## EXERCISE DESCRIPTION:
Below are several records. Retype exactly those lines running from the one with "wanted | a marker on every instance of the broken" through the one with "wanted | a marker on every instance of the leafy", end lines included, and no others.

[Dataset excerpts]

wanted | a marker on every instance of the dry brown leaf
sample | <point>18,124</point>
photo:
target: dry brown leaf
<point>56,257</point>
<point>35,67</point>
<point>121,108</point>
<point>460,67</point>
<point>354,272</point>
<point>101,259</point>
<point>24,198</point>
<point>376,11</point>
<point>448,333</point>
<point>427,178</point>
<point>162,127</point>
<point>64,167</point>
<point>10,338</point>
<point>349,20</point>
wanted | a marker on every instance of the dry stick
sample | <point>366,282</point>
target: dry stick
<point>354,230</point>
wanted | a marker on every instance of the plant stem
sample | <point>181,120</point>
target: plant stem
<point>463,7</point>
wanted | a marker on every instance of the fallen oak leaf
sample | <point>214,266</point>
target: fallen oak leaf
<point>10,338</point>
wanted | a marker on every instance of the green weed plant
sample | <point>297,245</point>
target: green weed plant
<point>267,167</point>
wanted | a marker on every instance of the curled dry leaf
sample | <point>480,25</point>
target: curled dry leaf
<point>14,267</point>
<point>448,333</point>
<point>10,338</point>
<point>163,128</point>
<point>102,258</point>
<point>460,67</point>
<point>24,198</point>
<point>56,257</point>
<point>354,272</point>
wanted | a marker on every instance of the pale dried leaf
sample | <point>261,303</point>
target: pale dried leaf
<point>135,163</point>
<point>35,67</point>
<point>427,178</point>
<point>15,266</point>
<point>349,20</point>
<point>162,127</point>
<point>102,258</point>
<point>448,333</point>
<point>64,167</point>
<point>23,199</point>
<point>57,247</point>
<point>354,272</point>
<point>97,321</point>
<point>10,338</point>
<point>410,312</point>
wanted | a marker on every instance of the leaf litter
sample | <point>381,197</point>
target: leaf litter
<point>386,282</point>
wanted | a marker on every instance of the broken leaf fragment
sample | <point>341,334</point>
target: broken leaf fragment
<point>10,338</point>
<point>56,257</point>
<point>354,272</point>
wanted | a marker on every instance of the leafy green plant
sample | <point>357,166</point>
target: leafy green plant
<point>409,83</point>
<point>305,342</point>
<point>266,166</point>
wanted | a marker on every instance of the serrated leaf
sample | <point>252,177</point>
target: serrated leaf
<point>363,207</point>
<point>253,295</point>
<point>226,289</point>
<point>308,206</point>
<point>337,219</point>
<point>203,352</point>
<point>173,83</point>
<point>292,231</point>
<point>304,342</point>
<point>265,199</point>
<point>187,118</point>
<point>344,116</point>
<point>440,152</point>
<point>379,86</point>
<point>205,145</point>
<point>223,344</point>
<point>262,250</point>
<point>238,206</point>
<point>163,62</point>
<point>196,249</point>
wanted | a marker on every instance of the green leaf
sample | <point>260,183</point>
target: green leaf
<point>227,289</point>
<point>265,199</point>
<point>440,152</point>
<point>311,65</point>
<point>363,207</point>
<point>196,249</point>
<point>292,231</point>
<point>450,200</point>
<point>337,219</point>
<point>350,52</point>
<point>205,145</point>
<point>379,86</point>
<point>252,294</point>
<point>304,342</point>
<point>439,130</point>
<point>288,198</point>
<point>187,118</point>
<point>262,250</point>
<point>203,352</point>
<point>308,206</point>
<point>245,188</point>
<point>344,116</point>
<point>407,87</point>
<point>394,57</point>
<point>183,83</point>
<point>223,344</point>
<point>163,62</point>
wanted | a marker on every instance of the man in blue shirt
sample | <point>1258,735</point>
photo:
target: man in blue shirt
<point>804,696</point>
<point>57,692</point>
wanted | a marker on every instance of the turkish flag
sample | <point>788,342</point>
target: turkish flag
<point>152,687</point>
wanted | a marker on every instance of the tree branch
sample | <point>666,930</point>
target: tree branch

## THE COMPLETED TASK:
wanted | a marker on every instance of the broken leaf fragment
sample | <point>341,334</point>
target: broken leaf fragment
<point>10,338</point>
<point>56,257</point>
<point>354,272</point>
wanted | a marker on every instance of the leafy green plant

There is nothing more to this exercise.